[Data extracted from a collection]
———
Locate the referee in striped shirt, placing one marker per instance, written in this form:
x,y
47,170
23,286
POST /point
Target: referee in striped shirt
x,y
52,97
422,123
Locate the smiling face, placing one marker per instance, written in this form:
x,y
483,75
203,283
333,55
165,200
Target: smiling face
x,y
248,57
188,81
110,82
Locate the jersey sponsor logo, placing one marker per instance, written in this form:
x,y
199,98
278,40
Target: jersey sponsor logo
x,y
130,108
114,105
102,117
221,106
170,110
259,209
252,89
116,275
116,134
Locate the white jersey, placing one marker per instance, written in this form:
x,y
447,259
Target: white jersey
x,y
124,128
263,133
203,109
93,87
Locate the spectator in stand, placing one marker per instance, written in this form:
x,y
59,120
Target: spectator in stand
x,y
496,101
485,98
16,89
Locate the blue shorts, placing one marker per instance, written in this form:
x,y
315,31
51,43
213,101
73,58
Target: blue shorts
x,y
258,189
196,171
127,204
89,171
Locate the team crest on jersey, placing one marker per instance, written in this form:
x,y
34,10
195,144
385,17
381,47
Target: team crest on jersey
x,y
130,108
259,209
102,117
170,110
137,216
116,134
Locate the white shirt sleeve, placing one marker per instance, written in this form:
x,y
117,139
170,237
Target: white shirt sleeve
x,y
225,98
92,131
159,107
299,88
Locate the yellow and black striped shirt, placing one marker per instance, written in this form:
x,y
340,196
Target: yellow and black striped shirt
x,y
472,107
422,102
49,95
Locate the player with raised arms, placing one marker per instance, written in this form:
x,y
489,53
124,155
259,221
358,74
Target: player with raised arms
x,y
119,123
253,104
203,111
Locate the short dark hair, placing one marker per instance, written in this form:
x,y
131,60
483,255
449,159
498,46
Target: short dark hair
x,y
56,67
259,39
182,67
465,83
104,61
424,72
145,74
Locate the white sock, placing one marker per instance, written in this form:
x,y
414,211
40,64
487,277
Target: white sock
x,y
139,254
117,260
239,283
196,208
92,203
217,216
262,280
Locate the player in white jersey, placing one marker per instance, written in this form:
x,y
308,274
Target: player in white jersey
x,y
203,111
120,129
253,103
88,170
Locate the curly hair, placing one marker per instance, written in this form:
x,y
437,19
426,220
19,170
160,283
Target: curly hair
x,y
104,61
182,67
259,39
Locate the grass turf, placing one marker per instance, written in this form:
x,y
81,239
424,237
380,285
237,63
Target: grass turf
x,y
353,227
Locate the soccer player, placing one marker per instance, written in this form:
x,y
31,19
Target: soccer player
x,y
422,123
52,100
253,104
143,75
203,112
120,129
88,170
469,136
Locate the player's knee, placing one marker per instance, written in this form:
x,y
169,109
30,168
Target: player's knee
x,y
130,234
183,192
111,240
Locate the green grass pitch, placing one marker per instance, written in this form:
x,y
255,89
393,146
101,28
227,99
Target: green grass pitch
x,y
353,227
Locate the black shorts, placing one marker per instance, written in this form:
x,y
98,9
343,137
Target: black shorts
———
> _EXERCISE DIRECTIONS_
Edit the listing above by replacing "placing one marker per instance" with "marking each instance with a single point" wherever it occurs, leaving every other line unchanged.

> _RESPONSE BELOW_
Locate the referee in striped shirt, marking each instance with a single point, written in this form:
x,y
47,170
23,286
POST /point
Target: referee in striped shirt
x,y
52,97
422,123
Locate the smiling face, marking each instance with a single point, written in this form:
x,y
483,75
203,283
333,55
165,200
Target: smiling face
x,y
248,57
188,81
110,82
Locate the jersey sponsor logo, marking each instance with a single point, written in this form:
x,y
199,98
278,40
Target: jersey sponsor logo
x,y
130,108
114,105
102,117
221,106
170,110
259,209
252,89
116,275
116,134
Locate the white jersey, marking each instance with a single point, written in this form:
x,y
447,259
Target: white jersey
x,y
124,128
263,133
203,109
93,87
Locate the spectator in stand, marking each instance with a single point, written in this form:
x,y
59,120
Target: spectator in stand
x,y
496,101
485,98
16,89
Locate the blue shorts, marking each instance with a single point, written in this form:
x,y
315,31
51,43
213,101
73,58
Target: blue shorts
x,y
258,189
196,171
127,204
89,171
Locate the team crest on jersey, marking each instance with a single point, written in this form:
x,y
34,10
195,144
385,17
381,47
Target: team crest on jersey
x,y
130,108
259,209
102,117
170,110
137,216
116,134
Locate the white shirt sleeve, marking each instance with a single point, written in this form:
x,y
117,139
170,237
Target: white shirt sleeve
x,y
225,98
92,131
159,107
299,88
Locate the yellow and black striped shirt, marking each instance with a single point, written in this form:
x,y
340,196
Target: yellow and black striped shirt
x,y
472,107
422,102
49,95
Locate the player with raised arms, marking each instance with a single point, written in this form:
x,y
489,53
124,155
259,221
358,74
Target: player with raised arms
x,y
119,123
253,104
203,111
Locate the short dark hair, marking each instance with a single point, written in this form:
x,y
131,60
483,255
449,159
498,46
Target: short dark hair
x,y
56,67
259,39
182,67
465,83
104,61
424,72
145,74
Locate the white sock, marking each instance with a single point, written in this form:
x,y
414,211
40,64
487,277
Target: white sock
x,y
139,254
117,260
239,283
196,208
92,203
217,216
262,280
Locate the player in white jersey, marking each instance with a single point, written in this form:
x,y
308,274
Target: player in white jersey
x,y
203,111
120,129
253,103
88,170
Locate the curly hair, marking each instance with a single point, written in this form:
x,y
437,19
426,220
19,170
160,283
Target: curly hair
x,y
104,61
182,67
259,39
Locate the grass turf, marking each instance with a single point, written in this form:
x,y
81,239
424,237
380,285
237,63
Target: grass turf
x,y
353,227
Locate the soccer player, marking each instance with a single point, written in this form:
x,y
31,19
Target: soccer player
x,y
422,123
52,100
253,104
143,75
203,112
120,129
88,170
469,136
Locate the player's knee, marking each instance with a single point, written in this form:
x,y
169,109
30,168
Target: player's knee
x,y
130,234
183,192
111,240
Locate the green grass pitch, marking each instance with a single point, written in this form:
x,y
255,89
393,146
101,28
227,99
Target: green grass pitch
x,y
353,227
Locate the black shorts, marking each instance with a single point, written in this form:
x,y
98,9
343,137
Target: black shorts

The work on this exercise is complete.